▶ Work item: In the cloning essay, rewrite the passage between "According to Vaughn" and "a similar process.", inclusive, using "troubling" in place of "disheartening".

++++ Document section ++++

Utilitarian Consequentialist Perspective: Ethics of Cloning

The emergence of a cloned ewe called Dolly in 1997 was a shock to the entire globe. Since an animal had been successfully cloned, it was only natural for scientists to try to replicate human beings. In 2001, a U.S. Company that deals with Advanced Cell Technology announced their first attempt towards making a human clone.  Even though the experiment failed, the developments in biotechnology sparked a lot of interests regarding the morality and ethics of human cloning. This essay explores the bioethical issue of human cloning and how it challenges the absolute worth of the life of a human being from a utilitarian consequentialist perspective.

Utilitarianism is a prominent ethical theory that assesses the rightness or wrongness of actions or ideas based on their implications for the mass population. Utilitarians view morality as an opportunity to make life better or to increase the good things on the planet by reducing the bad aspects. They think that what makes ideas and actions justified is their positive contribution to the human race. A person or entity is thus forced to develop calculations that will balance things out to generate the most happiness. Additionally, consequentialism allows morality to generate all forms of overall consequences (Vaughn, 2015).

In the issue of human cloning, a utilitarian viewpoint would argue that it is essential to weigh the pleasure and pain that the idea or action will produce. Cloning entails the procedure of acquiring genetic material from one living organism to formulate an identical copy of it artificially. The outward appearance of the clone and organism will appear similar, but they will both have different personalities and attitudes. Human cloning possesses benefits such as the creation of additional living organisms that people need, regenerating an extinct species, providing infertile couples with children, compensating for the loss of a child, elimination of the birth defects, tissue and organ harvesting, amongst others (Vaughn, 2015).

According to Vaughn (2015), the adverse implications of human cloning include the possibility of using the clones as slaves, experimentations on human beings, the lack of individuality of a clone, uncertain future outcomes regarding the health of the clone, aggressive genetic illnesses, social divide, etc. Human cloning is considered morally wrong by everyone who comes into contact with the potential dangers of the process. A significant portion of the clones dies after or before they are formed. They also obtain different malformations and abnormalities. Up to now, not even animal clones have successfully been created. It is thus disheartening to even contemplate a human child arising from a similar process.

++++ Excerpted records ++++

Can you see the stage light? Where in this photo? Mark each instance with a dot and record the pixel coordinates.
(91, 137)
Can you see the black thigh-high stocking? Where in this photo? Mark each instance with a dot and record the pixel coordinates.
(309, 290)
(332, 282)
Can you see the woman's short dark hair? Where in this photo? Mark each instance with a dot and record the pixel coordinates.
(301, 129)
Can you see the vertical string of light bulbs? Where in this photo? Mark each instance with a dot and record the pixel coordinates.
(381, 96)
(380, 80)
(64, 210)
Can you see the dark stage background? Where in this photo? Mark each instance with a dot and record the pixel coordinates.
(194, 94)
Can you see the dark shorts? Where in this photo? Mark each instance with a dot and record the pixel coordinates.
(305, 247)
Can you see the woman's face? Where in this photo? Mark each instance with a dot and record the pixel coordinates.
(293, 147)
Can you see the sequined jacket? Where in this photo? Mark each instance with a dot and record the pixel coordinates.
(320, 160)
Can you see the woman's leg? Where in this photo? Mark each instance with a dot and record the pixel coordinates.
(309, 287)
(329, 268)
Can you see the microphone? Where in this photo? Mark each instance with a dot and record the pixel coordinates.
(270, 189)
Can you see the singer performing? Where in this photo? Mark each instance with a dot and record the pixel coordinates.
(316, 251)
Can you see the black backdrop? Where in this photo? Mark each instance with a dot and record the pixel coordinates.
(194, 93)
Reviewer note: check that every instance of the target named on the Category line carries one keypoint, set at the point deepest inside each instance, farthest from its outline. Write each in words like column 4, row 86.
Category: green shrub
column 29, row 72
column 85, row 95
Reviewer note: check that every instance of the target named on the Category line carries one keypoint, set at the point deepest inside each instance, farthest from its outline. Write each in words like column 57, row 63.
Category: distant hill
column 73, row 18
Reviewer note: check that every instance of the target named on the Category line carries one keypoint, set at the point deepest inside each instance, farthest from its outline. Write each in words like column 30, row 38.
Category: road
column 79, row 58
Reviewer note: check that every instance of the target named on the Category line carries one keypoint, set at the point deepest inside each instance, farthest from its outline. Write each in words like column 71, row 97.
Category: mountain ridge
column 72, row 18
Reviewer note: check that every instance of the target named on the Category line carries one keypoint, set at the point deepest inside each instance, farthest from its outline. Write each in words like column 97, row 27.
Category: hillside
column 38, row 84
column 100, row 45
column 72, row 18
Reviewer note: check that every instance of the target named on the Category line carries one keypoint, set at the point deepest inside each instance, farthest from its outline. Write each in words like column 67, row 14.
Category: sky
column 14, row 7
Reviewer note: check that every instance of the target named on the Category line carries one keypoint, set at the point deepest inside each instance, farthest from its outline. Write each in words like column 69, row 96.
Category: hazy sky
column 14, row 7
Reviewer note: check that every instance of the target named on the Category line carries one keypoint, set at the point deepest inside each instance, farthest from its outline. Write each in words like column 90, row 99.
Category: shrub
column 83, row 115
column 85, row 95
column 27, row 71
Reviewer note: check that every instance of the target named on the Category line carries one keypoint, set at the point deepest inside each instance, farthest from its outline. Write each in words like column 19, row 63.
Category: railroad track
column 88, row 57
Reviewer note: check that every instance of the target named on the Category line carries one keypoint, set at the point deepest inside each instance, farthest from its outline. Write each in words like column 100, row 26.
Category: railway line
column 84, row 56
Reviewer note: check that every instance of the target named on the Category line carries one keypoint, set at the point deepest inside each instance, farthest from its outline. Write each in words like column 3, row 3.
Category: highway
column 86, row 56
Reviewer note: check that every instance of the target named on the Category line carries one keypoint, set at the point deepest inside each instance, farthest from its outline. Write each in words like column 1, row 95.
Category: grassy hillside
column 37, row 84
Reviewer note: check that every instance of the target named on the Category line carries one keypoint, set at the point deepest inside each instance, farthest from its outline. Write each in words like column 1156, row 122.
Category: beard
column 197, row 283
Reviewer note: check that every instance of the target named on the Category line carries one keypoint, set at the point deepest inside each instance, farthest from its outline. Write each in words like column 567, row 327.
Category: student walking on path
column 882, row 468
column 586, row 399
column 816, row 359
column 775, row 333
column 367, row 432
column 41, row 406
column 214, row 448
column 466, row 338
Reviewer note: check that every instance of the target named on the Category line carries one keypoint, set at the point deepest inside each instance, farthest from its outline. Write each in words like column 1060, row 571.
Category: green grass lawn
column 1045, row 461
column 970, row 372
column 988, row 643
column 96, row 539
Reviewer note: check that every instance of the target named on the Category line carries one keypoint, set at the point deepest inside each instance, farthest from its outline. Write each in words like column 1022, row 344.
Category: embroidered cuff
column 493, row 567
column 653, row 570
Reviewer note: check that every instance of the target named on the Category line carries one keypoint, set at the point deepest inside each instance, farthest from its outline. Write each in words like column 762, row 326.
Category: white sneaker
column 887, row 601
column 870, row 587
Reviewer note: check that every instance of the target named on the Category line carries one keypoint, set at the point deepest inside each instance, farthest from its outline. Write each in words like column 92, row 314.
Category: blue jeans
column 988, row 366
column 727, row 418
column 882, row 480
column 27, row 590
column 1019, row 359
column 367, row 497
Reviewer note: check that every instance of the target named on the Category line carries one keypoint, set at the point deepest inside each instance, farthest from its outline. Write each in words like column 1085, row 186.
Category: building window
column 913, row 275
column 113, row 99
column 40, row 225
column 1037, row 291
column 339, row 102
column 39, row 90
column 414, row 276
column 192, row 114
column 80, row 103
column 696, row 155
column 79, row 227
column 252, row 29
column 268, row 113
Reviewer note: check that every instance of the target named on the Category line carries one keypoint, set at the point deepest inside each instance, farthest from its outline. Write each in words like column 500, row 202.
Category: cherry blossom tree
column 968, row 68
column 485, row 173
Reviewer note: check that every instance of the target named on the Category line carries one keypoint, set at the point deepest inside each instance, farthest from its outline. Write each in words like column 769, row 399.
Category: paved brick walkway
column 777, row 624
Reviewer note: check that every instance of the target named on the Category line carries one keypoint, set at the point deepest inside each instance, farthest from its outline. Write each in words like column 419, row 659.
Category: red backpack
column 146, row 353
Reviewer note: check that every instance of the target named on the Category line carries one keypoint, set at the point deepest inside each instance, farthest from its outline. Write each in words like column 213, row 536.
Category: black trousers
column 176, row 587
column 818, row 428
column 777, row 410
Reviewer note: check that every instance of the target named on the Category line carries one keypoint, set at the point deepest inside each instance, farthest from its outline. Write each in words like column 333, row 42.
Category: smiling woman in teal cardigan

++++

▶ Written response:
According to Vaughn (2015), the adverse implications of human cloning include the possibility of using the clones as slaves, experimentations on human beings, the lack of individuality of a clone, uncertain future outcomes regarding the health of the clone, aggressive genetic illnesses, social divide, etc. Human cloning is considered morally wrong by everyone who comes into contact with the potential dangers of the process. A significant portion of the clones dies after or before they are formed. They also obtain different malformations and abnormalities. Up to now, not even animal clones have successfully been created. It is thus troubling to even contemplate a human child arising from a similar process.